In unadjusted analyses, among PAD patients undergoing PVI, frailty was associated with higher mortality rate as assessed by mFI-5 (OR: 3.13, CI: 2.59–3.77, p < 0.0001) and as assessed by VQI-derived RAI (OR: 5.22, CI: 4.54–5.99, p < 0.0001); frailty was also associated with unplanned major amputations as assessed by both indices (mFI-5: OR: 2.24, CI: 1.74–2.89, p < 0.0001; VQI-derived RAI: OR: 2.48, CI: 2.04–3.03, p < 0.0001) (Figure 3). In multivariable analyses adjusting for traditional PAD risk factors, frailty was associated with mortality (mFI-5: OR: 1.59, CI: 1.30–1.93, p < 0.0001; VQI-derived RAI: OR: 2.23, CI: 1.84–2.70, p < 0.0001) but not with the unplanned major amputations in the PVI cohort (Figure 3).

Figure 3.

Univariate and multivariate association of frailty and clinical outcome in the PVI cohort. (A) Frailty as assessed by the mFI-5 and mortality. (B) Frailty as assessed by the VQI-derived RAI and mortality. (C) Frailty as assessed by the mFI-5 and major amputation. (D) Frailty as assessed by the VQI-derived RAI and major amputation.

Similarly, in unadjusted analyses, frailty as assessed by both mFI-5 and VQI-derived RAI was associated with mortality (mFI-5: OR: 3.03, CI: 2.32–3.96, p < 0.0001; VQI-derived RAI: OR: 5.18, CI: 4.32–6.21, p < 0.0001) and with unplanned major amputations (mFI-5: OR: 1.80, CI: 1.47–2.19, p < 0.0001; VQI-derived RAI: OR: 2.31, CI: 1.92–2.77, p < 0.0001) among PAD patients undergoing bypass surgery (Figure 4). In multivariable analyses, frailty was associated with mortality among the bypass cohort patients as assessed by both tools (mFI-5: OR: 1.79, CI: 1.35–2.38, p < 0.0001; VQI-derived RAI: OR: 1.97, CI: 1.53–2.54, p < 0.0001) (Figure 4). In the bypass cohort, there was no significant association between frailty status as assessed by mFI-5 and major amputations. However, there was a significant association between frailty as assessed by the VQI-derived RAI and major amputation in the bypass cohort (OR: 1.48, CI: 1.16–1.90, p = 0.0016) (Figure 4).

Figure 4.

Univariate and multivariate association of frailty and clinical outcome in the lower-extremity bypass surgery cohort. (A) Frailty as assessed by the mFI-5 and mortality. (B) Frailty as assessed by the VQI-derived RAI and mortality. (C) Frailty as assessed by the mFI-5 and major amputation. (D) Frailty as assessed by the VQI-derived RAI and major amputation.

◆ **Exercise instructions**:
A - Repeat word for word everything in the frailty passage from "In unadjusted analyses, among" down to "cohort (Figure 3).".
B - Carry on writing the frailty passage, starting right after its final sentence.

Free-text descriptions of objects

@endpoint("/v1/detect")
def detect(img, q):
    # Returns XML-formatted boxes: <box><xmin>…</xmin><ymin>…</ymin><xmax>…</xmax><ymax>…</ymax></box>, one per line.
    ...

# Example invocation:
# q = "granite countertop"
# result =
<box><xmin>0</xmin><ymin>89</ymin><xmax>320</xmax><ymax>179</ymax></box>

◆ **Answers for this exercise**:
A -
In unadjusted analyses, among PAD patients undergoing PVI, frailty was associated with higher mortality rate as assessed by mFI-5 (OR: 3.13, CI: 2.59–3.77, p < 0.0001) and as assessed by VQI-derived RAI (OR: 5.22, CI: 4.54–5.99, p < 0.0001); frailty was also associated with unplanned major amputations as assessed by both indices (mFI-5: OR: 2.24, CI: 1.74–2.89, p < 0.0001; VQI-derived RAI: OR: 2.48, CI: 2.04–3.03, p < 0.0001) (Figure 3). In multivariable analyses adjusting for traditional PAD risk factors, frailty was associated with mortality (mFI-5: OR: 1.59, CI: 1.30–1.93, p < 0.0001; VQI-derived RAI: OR: 2.23, CI: 1.84–2.70, p < 0.0001) but not with the unplanned major amputations in the PVI cohort (Figure 3).

B -
Frailty and prediction model performance

To assess the predictive value of the frailty variable in detecting clinical outcomes, we compared the C-statistic of the three logistic models. In the PVI cohort when assessing mortality, the C-statistic of model 1 was significantly lower than model 2 regardless of frailty tool used (mFI-5: model 1: 0.596, model 2: 0.823; C-stat difference = 0.23, p < 0.0001; VQI-derived RAI: model 1: 0.696, model 2: 0.825; C-stat difference = 0.13, p < 0.0001) (online Supplemental Tables 5 and 6). The addition of frailty to the PAD risk factors in model 3 had slight improvement in the C-statistic over the PAD only model 2 (model 3 vs model 2: mFI-5: C-stat difference = 0.003, p = 0.004; VQI-derived RAI: C-stat difference = 0.007, p = 0.0001) (online Supplemental Table 6). Similar results were noted when major amputation was assessed.

Likewise, when assessing mortality in the bypass cohort, model 1 had a lower C-statistic than model 2 (mFI-5: model 1: 0.592, model 2: 0.776; C-stat difference = 0.18, p < 0.0001; VQI-derived RAI: model 1: 0.666, model 2: 0.776; C-stat difference = 0.11, p < 0.0001) (online Supplemental Tables 7 and 8). A slight difference in the C-statistic was noted between model 2 and model 3 (mode 3 vs model 2: mFI-5: C-stat difference = 0.0035, p = 0.19; VQI-derived RAI: C-stat difference = 0.0073, p = 0.0099) (online Supplemental Table 8). Similar results were noted when major amputation was assessed.

Discussion

In this large observational study, we report that over two-thirds of the patients undergoing vascular interventions were labeled as frail using the mFI-5 tool. However, when the VQI-derived RAI tool was utilized, less than one-quarter of these patients was identified as frail. These findings highlight the lack of concordance between these cumulative deficit frailty screening tools. Regardless of the tool used, frailty status was significantly associated with perioperative mortality in both the PVI and bypass cohorts. In contrast, only frailty status measured by the VQI-derived RAI was associated with major amputations in the bypass cohort. More importantly, irrespective of the tool used and across the two PAD populations, the incremental contribution of frailty status to explain perioperative mortality and amputation over traditional PAD risk factors was modest.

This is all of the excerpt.